--- start Recorded information ---

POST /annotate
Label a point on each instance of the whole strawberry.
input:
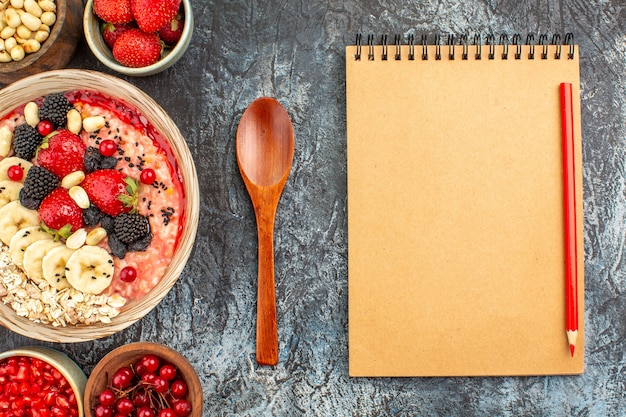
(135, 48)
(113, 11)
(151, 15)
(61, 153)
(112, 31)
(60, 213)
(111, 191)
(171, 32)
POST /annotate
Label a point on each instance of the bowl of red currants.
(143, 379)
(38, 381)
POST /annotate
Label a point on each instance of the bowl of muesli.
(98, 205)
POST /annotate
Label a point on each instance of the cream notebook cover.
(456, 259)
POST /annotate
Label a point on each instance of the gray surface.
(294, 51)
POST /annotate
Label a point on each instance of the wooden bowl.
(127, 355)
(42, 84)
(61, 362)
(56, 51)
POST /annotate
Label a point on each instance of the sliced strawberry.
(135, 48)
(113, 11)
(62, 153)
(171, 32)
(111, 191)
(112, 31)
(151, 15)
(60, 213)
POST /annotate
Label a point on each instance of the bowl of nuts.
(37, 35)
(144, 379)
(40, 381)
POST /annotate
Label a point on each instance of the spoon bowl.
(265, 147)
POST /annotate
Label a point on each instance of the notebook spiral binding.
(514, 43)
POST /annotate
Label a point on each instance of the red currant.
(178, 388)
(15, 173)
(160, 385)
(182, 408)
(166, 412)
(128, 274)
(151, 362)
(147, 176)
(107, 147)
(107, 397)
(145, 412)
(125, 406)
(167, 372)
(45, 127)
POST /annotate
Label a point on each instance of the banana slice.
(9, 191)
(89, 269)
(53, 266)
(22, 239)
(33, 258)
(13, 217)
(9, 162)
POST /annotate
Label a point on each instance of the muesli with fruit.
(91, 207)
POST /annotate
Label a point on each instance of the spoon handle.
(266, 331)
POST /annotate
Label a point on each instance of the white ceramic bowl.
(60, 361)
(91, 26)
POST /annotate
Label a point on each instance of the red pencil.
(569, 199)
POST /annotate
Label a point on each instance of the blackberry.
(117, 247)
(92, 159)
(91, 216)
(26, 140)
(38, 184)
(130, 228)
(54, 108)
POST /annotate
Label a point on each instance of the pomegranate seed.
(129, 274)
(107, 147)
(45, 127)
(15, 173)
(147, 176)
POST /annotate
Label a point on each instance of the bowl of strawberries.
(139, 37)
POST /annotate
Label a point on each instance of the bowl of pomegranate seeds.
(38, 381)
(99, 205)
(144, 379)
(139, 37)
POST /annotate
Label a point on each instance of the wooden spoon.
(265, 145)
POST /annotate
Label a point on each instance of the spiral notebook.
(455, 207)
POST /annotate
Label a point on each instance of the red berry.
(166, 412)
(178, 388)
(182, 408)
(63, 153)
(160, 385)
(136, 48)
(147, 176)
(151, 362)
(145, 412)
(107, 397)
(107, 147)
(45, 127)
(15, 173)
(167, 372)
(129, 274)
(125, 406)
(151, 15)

--- end Recorded information ---
--- start Recorded information ---

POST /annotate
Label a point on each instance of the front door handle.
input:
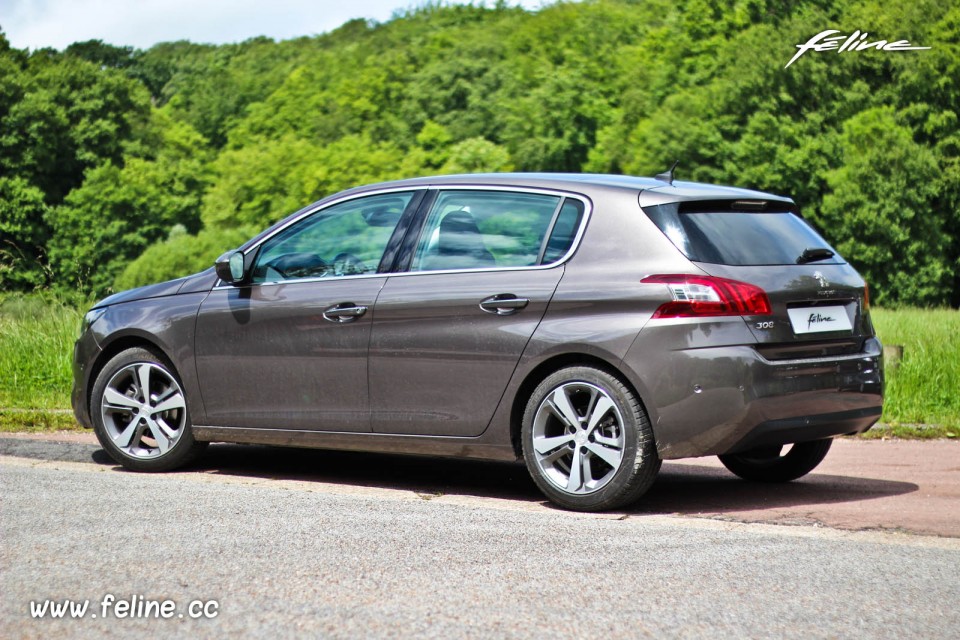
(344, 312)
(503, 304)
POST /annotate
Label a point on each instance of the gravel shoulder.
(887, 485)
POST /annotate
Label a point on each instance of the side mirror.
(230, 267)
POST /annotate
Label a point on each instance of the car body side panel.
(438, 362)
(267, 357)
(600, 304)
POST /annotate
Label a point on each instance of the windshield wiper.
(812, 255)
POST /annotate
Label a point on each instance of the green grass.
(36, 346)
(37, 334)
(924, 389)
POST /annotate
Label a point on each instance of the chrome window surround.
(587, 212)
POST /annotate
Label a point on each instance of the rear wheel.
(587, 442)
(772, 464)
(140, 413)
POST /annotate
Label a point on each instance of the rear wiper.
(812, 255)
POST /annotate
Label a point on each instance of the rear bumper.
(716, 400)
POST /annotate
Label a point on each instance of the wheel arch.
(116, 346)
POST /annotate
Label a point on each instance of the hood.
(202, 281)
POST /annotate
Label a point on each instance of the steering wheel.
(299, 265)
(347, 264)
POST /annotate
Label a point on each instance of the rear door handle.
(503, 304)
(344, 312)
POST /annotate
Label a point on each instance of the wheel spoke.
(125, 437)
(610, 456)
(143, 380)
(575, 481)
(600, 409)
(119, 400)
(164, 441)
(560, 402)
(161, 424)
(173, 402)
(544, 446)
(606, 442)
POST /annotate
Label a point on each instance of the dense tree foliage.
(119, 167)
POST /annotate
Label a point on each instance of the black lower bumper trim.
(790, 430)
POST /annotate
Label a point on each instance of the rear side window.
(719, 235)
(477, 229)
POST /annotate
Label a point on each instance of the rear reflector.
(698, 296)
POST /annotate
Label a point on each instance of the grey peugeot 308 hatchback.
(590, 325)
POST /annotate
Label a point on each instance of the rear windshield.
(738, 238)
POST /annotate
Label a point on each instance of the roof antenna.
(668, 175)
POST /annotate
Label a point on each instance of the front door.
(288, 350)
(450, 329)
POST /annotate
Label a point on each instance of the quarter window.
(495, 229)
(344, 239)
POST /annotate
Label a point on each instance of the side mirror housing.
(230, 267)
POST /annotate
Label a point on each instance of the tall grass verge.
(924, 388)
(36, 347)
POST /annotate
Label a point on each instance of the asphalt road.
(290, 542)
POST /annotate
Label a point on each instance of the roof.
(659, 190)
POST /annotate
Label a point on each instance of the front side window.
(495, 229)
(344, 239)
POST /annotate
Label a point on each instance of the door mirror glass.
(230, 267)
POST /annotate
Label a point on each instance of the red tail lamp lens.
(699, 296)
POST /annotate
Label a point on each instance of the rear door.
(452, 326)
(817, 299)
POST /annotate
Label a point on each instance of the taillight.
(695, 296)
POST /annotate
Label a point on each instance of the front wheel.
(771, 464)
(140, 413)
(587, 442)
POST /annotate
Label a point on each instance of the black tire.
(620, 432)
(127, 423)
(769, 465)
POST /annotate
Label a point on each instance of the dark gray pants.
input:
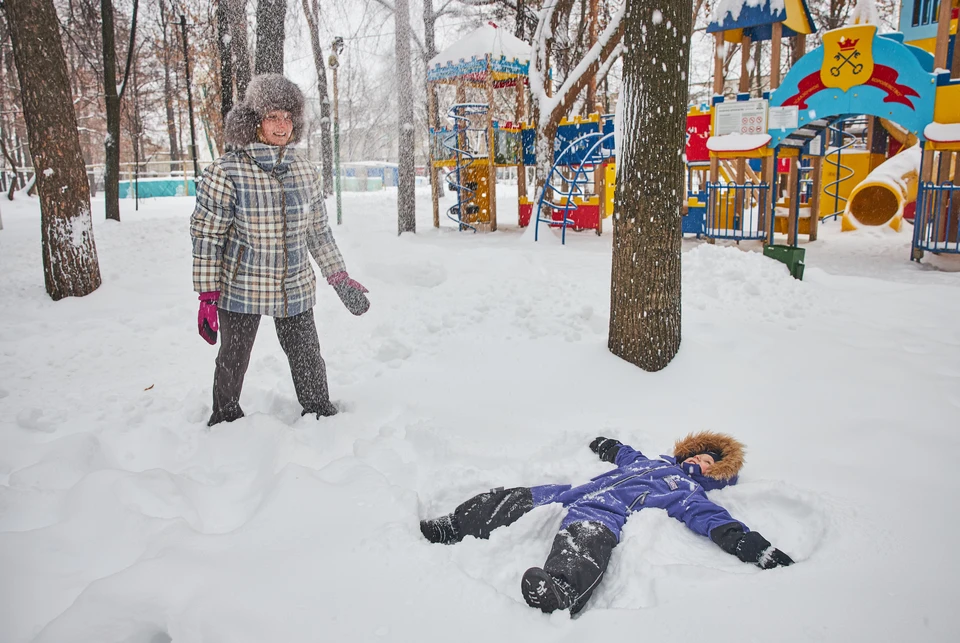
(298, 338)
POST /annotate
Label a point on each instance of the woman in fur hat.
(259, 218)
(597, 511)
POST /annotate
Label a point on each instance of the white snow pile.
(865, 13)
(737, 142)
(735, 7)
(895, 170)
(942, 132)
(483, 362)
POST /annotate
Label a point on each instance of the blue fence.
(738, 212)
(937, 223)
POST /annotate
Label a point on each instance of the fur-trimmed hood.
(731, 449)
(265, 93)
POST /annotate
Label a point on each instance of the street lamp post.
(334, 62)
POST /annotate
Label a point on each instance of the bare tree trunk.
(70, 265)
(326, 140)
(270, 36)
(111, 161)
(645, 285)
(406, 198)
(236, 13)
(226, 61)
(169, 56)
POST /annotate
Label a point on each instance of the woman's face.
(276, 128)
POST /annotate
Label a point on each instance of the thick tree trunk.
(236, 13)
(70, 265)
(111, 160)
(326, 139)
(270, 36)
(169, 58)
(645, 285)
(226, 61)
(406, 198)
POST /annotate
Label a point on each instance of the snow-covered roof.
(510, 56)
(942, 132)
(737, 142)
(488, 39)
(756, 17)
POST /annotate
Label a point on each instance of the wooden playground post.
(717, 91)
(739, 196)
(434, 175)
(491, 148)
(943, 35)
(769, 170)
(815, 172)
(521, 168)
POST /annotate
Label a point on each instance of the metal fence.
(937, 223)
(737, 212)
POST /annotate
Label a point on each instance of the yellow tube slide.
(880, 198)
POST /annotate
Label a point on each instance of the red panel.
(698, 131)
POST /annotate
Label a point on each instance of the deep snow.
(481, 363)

--- end Recorded information ---
--- start Recorded information ---

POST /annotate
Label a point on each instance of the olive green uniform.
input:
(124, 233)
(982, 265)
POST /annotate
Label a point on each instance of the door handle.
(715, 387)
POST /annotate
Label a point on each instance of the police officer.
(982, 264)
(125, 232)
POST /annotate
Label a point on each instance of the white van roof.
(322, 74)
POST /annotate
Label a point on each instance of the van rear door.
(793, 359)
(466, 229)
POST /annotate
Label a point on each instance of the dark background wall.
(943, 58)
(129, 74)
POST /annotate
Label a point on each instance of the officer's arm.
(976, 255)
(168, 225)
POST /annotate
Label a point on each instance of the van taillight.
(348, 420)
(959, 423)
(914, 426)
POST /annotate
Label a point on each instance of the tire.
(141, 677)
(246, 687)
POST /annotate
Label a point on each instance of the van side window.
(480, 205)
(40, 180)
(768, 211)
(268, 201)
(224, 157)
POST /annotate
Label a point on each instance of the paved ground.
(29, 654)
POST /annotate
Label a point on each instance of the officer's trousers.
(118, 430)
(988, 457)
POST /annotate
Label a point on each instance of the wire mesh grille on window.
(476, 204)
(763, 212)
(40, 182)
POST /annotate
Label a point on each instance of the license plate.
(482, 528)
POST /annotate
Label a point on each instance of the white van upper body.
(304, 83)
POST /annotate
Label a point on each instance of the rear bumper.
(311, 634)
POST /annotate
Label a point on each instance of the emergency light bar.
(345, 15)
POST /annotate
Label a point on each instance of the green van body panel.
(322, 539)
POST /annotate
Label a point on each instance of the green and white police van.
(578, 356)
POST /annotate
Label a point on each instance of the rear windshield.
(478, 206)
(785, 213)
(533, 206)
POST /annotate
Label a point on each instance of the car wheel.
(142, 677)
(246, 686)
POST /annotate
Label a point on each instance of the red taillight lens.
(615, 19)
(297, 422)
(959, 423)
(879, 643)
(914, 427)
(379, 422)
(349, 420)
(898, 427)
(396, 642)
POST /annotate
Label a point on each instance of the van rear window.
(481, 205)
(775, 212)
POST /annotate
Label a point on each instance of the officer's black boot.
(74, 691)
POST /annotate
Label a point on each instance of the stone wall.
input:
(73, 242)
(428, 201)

--- end Recorded information ---

-- Your task --
Pick out every line in the listing above that contains the word "notebook" and copy each one.

-- Worked answer --
Label a point on each instance of the cream notebook cover.
Label a point on each instance of the notebook spiral binding.
Label a point on each instance of the spiral notebook.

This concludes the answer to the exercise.